::: Sağlanan metin :::

Sürdürülebilirlik kavramını hayatımızın her alanında uygulamaya çalışıyoruz. Tüketim şekillerimizi değiştirmemiz ve kaynak verimliliğine duyulan ihtiyaç, kozmetik ve kişisel bakım sektöründe de sürdürülebilirlik kavramını ön plana çıkardı. Peki sürdürülebilir kozmetik neyi içeriyor ve neden sürdürülebilir kozmetiğe yönelmemiz gerekiyor?
Sürdürülebilir kozmetik
Günlük hayatımızda kozmetik ürünleri kullanmaya devam ediyoruz. Kozmetik ürünlerin doğamıza veya insan sağlığına verdiği zararı göz ardı edebiliyoruz. Kozmetik ürünlerde bulunan birçok kimyasal ve toksik unsur hem sağlığımızı tehdit ediyor hem de çevremize zararlar veriyor. Ayrıca kozmetik ürünlerin ambalajları tek kullanımlık olarak üretiliyor ve CO2 seviyesini artıyor.

::: Sağlanan bilgiler :::

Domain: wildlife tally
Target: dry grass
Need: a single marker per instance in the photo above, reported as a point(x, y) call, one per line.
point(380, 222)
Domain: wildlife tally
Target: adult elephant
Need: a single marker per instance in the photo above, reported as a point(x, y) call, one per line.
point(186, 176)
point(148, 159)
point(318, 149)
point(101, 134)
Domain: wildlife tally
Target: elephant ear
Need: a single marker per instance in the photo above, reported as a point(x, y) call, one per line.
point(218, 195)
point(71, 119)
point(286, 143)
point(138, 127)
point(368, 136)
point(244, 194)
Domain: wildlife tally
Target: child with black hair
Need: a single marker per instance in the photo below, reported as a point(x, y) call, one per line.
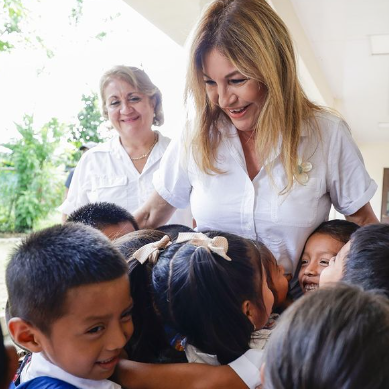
point(70, 306)
point(323, 244)
point(277, 281)
point(111, 219)
point(363, 261)
point(210, 288)
point(333, 338)
point(8, 363)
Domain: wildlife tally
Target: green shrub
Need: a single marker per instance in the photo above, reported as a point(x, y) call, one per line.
point(35, 185)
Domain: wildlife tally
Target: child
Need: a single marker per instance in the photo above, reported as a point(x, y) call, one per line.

:::

Yazılı görev 1. Sürdürülebilir kozmetik metnine göre kozmetik ürünlerin ambalajları nasıl üretiliyor?
Yazılı görev 2. Sürdürülebilir kozmetik metninde "Sürdürülebilirlik kavramını hayatımızın" ifadesinden "kozmetiğe yönelmemiz gerekiyor?" ifadesine kadar (bu ifade dahil) olan bölümü, "kaynak verimliliğine" yerine "enerji verimliliğine" yazarak değiştirin ve yeniden yazın.
Yazılı görev 3. Sürdürülebilir kozmetik konulu metni kaldığı yerden devam ettirin.
Bu kayıtlar başka bir kaynaktan alınmıştır.

Görev çıktısı 1. Tek kullanımlık olarak üretiliyor.

Görev çıktısı 2.
Sürdürülebilirlik kavramını hayatımızın her alanında uygulamaya çalışıyoruz. Tüketim şekillerimizi değiştirmemiz ve enerji verimliliğine duyulan ihtiyaç, kozmetik ve kişisel bakım sektöründe de sürdürülebilirlik kavramını ön plana çıkardı. Peki sürdürülebilir kozmetik neyi içeriyor ve neden sürdürülebilir kozmetiğe yönelmemiz gerekiyor?

Görev çıktısı 3.
Sürdürülebilir kozmetik ise hem ürünlerin içeriklerinde kullanılan bileşenlerin doğal olmasını hem de ambalajların geri dönüştürülebilir olmasını destekliyor. Sürdürülebilir kozmetiği destekleyen markalar; kullanılmış ürünlerin ambalajları ve kaplarını iade alarak bu soruna başka bir çözüm yöntemi de ekliyor.
Biyobozunurluk da çevrenin korunmasına katkıda bulunmak için sürdürülebilir kozmetikte giderek daha fazla geliştirilen önemli bir faktör olarak karşımıza çıkıyor. Suda çözünemeyen küçük plastik parçacıklar arıtma tesislerinin filtrelerinden kolayca geçerek denizlerimize karışıyor. Deniz ekosistemlerine yönelik potansiyel tehditler nedeniyle biyobozunurluk büyük önem taşıyor.
Kozmetikte kullanılan zararlı kimyasallar
Kozmetikte kullanılan bazı kimyasallar ve maddeler sağlığımızı büyük ölçüde tehdit ediyor. BHA ve BHT gibi sentetik antioksidanların endokrin sistemini bozduğuna dair kanıtlar yayınlandı.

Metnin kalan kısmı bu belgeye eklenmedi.